Sequence length

Longer sequences increase attention cost. This may or may not matter.

  • Because the cost for computing attentions is so negligible and so fast compared to all the other fully-connected layers in the network.
  • eventually you get long enough sequences that attention cost does actually start to matter. According to MosaicML throughput table:
    • for really big networks, there’s basically no penalty for having longer sequences because the cost of attention is completely drowned out by the cost of the bigger network
    • for 30B, there seem to be no penalty in going from 2048 to 4096, and 15% penalty when going to 8192 not too bad, worth paying
  • for smaller network, the relative price escalate more quickly

Do you have enough data to use a longer sequence length ?

  • a lot of standard data sets out there, there isn’t a lot of long sequence data
  • for training a long sequence model, there is not much to work with
  • even if there are stuffs to work with, one must be very careful where they pull it from
  • when trying to sample the data evenly, the long sequences might be used over and over again

Will the model actually be able to take advantage of longer sequences ?

  • An open scientific question
  • The model may not be able to holistically take advantage of all that information
  • There’s still a lot to learn about long sequence training

Other choices to make

  • Positional encodings: RoPE - Rotary Position Embeddings vs. ALiBi
    • each used by different teams/modes (see the individual notes)

■ **RAW DATA**:

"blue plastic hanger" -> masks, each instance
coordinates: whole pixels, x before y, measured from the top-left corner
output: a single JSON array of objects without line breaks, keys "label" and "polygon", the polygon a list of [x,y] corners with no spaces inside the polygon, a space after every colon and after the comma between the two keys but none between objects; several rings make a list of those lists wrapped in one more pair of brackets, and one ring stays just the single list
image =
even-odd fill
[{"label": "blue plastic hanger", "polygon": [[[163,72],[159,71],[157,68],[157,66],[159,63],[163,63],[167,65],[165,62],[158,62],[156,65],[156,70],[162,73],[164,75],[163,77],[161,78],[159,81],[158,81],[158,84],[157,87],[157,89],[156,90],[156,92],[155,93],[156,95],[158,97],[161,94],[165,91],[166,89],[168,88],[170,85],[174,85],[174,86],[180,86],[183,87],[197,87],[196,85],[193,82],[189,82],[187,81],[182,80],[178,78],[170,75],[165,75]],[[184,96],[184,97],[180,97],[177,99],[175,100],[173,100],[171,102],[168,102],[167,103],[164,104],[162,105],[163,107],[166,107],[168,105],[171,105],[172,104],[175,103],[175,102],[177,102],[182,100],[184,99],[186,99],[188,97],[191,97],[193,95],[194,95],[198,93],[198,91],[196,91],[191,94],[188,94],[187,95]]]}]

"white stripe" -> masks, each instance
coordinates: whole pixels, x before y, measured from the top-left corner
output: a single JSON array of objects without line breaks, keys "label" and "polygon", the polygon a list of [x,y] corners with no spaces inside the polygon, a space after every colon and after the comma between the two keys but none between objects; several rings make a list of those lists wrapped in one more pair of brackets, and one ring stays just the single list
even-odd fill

--

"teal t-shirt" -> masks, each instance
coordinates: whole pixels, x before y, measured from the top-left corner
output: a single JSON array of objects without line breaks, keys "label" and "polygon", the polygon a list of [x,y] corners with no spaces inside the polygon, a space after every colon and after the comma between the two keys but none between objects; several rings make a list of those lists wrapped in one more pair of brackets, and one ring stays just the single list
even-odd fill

■ **PROMPT 1**:
In the sequence length notes, what penalty does a 30B model pay when going to a sequence length of 8192?
■ **PROMPT 2**:
Continue the sequence length notes after their last bullet, adding a few more points in the same terse bulleted style.

■ **RESPONSE 1**:
About a 15% penalty.

■ **RESPONSE 2**:
    • not a choice that is settled right now
    • a mixed picture, either is really the better choice
  • Activation: ReLU (used at Mosaic) vs. Swish vs. GLU vs. SwiGLU
    • people use a lot of things
  • Optimizer : Adam vs. Lion vs Sophia vs …
    • Adam is the typical default, but there are challenges, e.g. need 2 full copy of the model in terms of memory because it uses the first and second momentums during training
    • there is 8bit Adam that halve the memory footprint
    • SGD has a low memory footprint but for pre-training it hasn’t gone well (source)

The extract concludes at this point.